Estratto del documento =
──────

Individualità e coralità nei Barolo e Barbaresco Pio Cesare
di Luciano Di Lello
Come punto d’origine il ritrovamento di vecchie bottiglie di Barolo e Barbaresco Pio Cesare su due vendemmie che definire difficili è un vero eufemismo. Parliamo della 1991 e 1992. E confesso la scarsa curiosità ad aprirle, provata per un po’. Poi, come inaspettatamente accade, l’assaggio è stato folgorante per diverse ragioni.

──────

Insieme di dati =
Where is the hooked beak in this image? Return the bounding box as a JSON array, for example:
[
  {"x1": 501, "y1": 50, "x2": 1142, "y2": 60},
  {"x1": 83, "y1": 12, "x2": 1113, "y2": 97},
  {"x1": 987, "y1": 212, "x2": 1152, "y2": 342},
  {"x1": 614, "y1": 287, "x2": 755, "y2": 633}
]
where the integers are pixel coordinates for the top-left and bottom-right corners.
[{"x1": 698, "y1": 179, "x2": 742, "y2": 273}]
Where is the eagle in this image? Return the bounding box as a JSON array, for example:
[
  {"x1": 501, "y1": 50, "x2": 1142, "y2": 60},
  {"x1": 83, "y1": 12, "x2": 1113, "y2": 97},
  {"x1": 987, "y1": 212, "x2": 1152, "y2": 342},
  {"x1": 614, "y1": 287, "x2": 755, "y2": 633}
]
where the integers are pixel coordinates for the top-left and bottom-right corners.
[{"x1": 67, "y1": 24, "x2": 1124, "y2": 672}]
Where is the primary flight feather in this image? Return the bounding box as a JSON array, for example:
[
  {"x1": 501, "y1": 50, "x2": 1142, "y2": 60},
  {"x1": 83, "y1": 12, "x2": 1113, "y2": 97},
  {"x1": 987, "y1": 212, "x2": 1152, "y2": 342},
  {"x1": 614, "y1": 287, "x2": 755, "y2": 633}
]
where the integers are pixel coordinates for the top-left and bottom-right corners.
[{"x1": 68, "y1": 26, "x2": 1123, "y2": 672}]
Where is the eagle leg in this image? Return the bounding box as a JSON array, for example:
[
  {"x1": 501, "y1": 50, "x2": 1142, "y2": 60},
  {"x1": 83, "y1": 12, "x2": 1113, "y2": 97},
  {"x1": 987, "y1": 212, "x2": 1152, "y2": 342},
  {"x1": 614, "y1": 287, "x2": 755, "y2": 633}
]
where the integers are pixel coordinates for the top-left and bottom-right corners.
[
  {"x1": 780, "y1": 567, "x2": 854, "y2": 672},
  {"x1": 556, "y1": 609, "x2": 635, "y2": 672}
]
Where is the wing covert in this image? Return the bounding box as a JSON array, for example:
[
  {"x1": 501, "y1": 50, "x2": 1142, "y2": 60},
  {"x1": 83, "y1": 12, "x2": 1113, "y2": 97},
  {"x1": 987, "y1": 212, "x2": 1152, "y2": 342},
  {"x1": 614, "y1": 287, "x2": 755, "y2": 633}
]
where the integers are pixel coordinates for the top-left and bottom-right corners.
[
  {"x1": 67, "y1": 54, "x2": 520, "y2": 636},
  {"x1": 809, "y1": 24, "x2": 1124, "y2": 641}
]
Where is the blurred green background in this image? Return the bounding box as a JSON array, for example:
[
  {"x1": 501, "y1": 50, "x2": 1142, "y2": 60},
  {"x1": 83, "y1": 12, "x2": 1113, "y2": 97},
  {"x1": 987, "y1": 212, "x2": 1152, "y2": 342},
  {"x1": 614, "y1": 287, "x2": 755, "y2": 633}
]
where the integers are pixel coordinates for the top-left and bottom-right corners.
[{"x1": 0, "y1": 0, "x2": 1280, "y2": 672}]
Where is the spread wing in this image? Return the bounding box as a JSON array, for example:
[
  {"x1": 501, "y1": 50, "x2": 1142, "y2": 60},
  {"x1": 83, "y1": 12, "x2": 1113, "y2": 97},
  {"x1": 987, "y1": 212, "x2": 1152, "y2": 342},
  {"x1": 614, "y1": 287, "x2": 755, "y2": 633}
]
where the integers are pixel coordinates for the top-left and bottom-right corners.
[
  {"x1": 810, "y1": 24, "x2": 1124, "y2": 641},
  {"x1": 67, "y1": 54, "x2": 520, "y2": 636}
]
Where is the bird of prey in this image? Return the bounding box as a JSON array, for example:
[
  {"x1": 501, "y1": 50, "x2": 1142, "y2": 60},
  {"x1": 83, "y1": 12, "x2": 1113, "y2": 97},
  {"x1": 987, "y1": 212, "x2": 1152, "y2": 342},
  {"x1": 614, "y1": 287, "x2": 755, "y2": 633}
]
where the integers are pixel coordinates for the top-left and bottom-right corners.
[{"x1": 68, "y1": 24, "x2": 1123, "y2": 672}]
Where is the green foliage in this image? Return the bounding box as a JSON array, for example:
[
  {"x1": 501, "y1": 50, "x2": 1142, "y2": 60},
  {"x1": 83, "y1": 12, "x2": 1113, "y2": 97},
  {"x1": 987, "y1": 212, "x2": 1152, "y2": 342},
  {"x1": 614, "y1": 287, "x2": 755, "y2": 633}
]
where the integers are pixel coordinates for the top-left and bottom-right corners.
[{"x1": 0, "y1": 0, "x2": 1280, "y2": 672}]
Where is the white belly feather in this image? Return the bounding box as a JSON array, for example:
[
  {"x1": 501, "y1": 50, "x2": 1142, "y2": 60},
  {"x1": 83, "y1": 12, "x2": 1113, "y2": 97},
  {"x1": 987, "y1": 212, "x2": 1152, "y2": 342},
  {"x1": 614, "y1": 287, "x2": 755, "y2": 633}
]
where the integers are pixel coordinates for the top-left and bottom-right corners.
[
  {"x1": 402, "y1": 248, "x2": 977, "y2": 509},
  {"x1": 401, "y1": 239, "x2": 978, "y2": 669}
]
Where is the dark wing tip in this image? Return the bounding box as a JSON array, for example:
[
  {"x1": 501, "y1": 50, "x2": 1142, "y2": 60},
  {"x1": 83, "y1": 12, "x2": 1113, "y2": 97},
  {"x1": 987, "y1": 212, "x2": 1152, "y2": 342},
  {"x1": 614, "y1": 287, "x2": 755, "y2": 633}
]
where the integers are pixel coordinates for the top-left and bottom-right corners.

──────

Compito da svolgere = Riporta senza modifiche la parte dell'estratto sui Barolo e Barbaresco Pio Cesare che comincia con le parole "Individualità e coralità" e termina dopo "per diverse ragioni.". L'elenco proviene da un'altra fonte.

Risultato dell'esercizio =
Individualità e coralità nei Barolo e Barbaresco Pio Cesare
di Luciano Di Lello
Come punto d’origine il ritrovamento di vecchie bottiglie di Barolo e Barbaresco Pio Cesare su due vendemmie che definire difficili è un vero eufemismo. Parliamo della 1991 e 1992. E confesso la scarsa curiosità ad aprirle, provata per un po’. Poi, come inaspettatamente accade, l’assaggio è stato folgorante per diverse ragioni.